--- START OF Exercise inputs ---

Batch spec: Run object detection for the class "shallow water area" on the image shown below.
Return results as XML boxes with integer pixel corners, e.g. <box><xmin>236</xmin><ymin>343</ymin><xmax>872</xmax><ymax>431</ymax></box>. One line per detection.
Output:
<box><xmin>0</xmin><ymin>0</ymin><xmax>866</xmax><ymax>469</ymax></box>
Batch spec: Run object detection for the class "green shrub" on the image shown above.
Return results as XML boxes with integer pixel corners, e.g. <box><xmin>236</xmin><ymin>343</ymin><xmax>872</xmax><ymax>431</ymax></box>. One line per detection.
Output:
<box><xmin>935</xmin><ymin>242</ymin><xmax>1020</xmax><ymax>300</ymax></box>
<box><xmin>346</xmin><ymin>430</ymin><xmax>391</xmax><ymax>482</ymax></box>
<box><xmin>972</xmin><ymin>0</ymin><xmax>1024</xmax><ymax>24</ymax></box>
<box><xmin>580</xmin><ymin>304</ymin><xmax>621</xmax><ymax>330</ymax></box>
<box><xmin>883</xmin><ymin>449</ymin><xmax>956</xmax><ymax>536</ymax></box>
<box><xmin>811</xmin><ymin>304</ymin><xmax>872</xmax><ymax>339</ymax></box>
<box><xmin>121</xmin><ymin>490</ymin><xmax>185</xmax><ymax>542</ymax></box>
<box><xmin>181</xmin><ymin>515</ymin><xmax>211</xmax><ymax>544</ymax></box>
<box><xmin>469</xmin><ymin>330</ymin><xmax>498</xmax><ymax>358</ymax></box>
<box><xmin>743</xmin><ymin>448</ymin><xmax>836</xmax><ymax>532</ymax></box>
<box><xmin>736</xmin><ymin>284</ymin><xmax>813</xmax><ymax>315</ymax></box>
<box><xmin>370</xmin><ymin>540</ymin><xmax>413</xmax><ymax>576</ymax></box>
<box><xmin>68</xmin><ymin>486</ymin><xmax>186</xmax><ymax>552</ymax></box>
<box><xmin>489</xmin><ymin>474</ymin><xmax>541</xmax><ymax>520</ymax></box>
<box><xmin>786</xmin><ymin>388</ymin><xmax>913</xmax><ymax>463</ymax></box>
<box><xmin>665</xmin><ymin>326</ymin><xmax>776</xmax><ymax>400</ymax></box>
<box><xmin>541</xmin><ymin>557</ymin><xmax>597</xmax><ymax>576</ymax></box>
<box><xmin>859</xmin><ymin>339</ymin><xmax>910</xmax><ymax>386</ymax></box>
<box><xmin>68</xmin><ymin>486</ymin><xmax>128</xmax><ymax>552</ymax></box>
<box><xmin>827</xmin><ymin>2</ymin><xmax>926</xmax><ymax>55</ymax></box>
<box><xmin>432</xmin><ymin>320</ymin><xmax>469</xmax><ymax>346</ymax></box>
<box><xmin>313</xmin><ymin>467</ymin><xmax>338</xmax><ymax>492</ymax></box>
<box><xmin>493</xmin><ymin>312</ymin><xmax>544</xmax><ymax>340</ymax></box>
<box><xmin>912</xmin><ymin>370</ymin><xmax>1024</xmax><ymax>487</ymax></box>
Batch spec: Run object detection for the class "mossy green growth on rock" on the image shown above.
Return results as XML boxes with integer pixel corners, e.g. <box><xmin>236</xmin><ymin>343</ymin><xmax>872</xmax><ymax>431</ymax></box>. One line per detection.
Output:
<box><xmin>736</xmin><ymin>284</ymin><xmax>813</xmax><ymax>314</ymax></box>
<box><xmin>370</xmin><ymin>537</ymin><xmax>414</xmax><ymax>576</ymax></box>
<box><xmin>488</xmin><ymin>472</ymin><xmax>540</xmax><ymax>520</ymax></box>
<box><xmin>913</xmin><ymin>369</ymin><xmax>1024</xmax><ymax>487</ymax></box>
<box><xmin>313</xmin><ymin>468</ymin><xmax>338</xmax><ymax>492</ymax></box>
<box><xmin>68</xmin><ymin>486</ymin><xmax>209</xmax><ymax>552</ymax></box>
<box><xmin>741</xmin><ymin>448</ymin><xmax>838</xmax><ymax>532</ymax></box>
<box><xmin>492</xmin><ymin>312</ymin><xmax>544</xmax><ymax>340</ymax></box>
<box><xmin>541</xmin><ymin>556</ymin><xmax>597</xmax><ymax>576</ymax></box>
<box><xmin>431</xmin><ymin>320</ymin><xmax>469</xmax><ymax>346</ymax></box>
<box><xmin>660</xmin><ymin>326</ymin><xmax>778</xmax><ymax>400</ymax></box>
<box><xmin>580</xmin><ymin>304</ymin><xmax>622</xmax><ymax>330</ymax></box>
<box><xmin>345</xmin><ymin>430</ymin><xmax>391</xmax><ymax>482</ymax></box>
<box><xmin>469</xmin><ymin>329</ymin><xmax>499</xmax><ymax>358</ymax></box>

--- END OF Exercise inputs ---

Goal - Return every line of the records above that contains the string "object". Case counts.

Result for this task -
Batch spec: Run object detection for the class "shallow water area" on the image shown below.
Batch spec: Run object detection for the class "green shrub" on the image shown above.
Batch spec: Run object detection for the class "mossy green growth on rock" on the image shown above.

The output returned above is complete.